▶ [Problem 1]:
Select every line of the entries below that contains the string "floor", matching case exactly.

▶ [Passage to read]:
»»

Def. Let $D\subset\mathbb{C}$ be a domain, $g\in\mathcal{O}(D)$. If $\exists f\in\mathbb{C}[z,w]$, $f\neq 0$ ,such that

$$f(z,g(z))=0,\quad\forall z\in D,$$

then $g$ is said to be algebraic.

We shall discuss the space of zeros of algebraic functions, which are Riemann surfaces. The simplest space of algebraic functions are affine plane curves.

Def. Let $f\in\mathbb{C}[z,,w]$, $f\neq 0$. Define $Z(f):=f^{-1}(0)$ to be an affine plane curve. Write

$$f=\sum_{i,j}a_{ij}z^i w^j.$$

Define the degree of $f$ to be

$$\deg(f):=\max\{i+j:a_{ij}\neq 0\}$$

and the multiplicity of $f$ at $0$ to be $

$$\mathrm{mult}_0(f):=\min\{i+j|a_{ij}\neq 0\}$$

and for $p=(a,b)\in\mathbb{C}\times\mathbb{C}$, define the multiplicity of $f$ at $p$ to be

$$\mathrm{mult}_{p}(f):=\mathrm{mult}_0(f(z-a,w-b))$$

With the notation of multiplicity, we can determine whether a zero of $f$ is regular or singular.

Def. Let $f\in\mathbb{C}[z,,w]$, $f\neq 0$ and $p\in Z(f)$.

1. If $\mathrm{mult}_p(f)=1$, then $p$ is said to be regular.

2. If $\mathrm{mult}_p(f)>1$, then $p$ is said to be singular.

««

▶ [Problem 2]:
Continue the passage on algebraic functions and affine plane curves from its last sentence.

▶ [Source data]:
»»

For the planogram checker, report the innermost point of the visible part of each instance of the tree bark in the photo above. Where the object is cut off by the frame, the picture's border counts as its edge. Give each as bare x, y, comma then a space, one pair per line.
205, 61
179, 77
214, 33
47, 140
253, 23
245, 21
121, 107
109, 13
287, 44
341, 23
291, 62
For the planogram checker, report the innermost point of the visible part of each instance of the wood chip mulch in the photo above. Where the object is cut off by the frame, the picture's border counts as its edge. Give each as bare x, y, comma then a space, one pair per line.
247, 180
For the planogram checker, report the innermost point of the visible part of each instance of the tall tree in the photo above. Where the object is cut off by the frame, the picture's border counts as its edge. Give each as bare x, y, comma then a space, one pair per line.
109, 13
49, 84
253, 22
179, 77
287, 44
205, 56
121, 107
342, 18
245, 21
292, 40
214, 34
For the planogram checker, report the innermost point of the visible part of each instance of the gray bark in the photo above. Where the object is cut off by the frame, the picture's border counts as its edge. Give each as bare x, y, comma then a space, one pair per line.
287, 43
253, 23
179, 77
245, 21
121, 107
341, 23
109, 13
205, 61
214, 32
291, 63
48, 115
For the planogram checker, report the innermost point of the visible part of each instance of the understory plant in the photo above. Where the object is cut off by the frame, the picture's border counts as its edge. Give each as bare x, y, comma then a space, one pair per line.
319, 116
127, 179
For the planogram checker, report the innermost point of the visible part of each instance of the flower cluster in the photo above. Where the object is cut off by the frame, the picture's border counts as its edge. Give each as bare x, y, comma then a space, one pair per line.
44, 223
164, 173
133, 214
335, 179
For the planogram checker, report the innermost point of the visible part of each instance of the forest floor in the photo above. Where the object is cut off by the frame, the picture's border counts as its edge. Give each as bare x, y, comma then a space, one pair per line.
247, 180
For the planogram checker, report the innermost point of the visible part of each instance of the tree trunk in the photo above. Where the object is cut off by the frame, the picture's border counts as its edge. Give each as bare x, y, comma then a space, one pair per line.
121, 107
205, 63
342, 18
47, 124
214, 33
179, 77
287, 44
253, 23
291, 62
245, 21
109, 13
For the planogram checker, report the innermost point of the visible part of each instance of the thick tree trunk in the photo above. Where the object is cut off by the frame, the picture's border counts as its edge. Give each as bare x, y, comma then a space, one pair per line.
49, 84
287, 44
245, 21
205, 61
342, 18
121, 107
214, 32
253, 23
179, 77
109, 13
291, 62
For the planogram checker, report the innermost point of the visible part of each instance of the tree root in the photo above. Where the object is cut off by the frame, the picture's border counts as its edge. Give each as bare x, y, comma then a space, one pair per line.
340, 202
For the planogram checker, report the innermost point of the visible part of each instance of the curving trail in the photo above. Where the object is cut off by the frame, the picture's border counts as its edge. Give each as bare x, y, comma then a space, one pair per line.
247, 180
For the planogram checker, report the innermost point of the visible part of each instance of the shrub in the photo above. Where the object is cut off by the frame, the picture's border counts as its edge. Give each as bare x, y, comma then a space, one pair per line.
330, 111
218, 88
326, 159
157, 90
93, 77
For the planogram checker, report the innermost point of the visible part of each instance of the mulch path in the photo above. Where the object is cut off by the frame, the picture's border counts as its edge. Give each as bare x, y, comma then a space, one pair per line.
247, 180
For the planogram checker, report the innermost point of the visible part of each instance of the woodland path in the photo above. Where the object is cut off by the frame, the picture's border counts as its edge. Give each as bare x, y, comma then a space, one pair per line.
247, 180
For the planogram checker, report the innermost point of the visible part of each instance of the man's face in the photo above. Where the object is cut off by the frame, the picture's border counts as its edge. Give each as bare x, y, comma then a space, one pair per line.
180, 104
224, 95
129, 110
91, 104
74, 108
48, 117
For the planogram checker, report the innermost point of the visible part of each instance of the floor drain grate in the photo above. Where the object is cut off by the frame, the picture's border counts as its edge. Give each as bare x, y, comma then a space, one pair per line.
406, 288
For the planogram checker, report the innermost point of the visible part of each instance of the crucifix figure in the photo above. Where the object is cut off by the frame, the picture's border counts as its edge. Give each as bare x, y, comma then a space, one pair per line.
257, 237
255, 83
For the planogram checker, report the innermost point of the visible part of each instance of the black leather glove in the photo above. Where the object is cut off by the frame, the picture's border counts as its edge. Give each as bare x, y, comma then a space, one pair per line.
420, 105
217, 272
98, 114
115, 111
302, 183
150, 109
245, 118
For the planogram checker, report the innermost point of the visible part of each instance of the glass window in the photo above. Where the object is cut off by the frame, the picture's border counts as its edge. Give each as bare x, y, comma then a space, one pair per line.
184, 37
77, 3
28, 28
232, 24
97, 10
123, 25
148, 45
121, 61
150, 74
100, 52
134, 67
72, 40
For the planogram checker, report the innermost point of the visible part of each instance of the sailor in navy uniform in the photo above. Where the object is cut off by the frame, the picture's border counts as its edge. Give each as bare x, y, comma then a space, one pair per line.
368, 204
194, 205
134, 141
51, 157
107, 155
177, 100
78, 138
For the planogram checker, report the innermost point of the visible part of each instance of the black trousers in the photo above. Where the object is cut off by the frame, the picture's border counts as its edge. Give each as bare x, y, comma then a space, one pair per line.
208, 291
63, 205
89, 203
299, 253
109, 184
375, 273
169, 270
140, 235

««

▶ [Result 1]:
For the planogram checker, report the innermost point of the visible part of each instance of the forest floor in the photo above. Where the object is cut off by the frame, the picture's border counts as its edge. Give each as bare x, y, comma then a space, one pair per line.
For the planogram checker, report the innermost point of the visible part of each instance of the floor drain grate in the photo above. Where the object is cut off by the frame, the picture's border counts as its edge. Give each as bare x, y, comma then a space, one pair per line.

▶ [Result 2]:
Moreover, denote $S=\{p\in X:\mathrm{mult}_p(f)>1\}$ to be the singular set of $f$. In particular, in the case that $f$ is a polynomial with two variables, $S$ can be written as

$$S=Z(f,\frac{\partial f}{\partial z},\frac{\partial f}{\partial w})$$

Def. If $S=\emptyset$, then $f$ is said to be smooth. (All zeros are regular)

Def. If $f$ cannot be written as the product of two polynomials, then $f$ is reducible.

Cor. If $f$ is irreducible in $\mathbb{C}[z,w]$, then

$$T_pX=Z\left((z-a)\frac{\partial f}{\partial z}(p) + (w-b)\frac{\partial f}{\partial w}(p) \right).$$

The following is the main result of this section, showing that IT IS WORTHY RESEARCHING RIEMANN SURFACES!!! However, the proof is a little bit long, and it requires another post to present.

Theorem. A smooth irreducible affine plane curve $X$ is a Riemann surface.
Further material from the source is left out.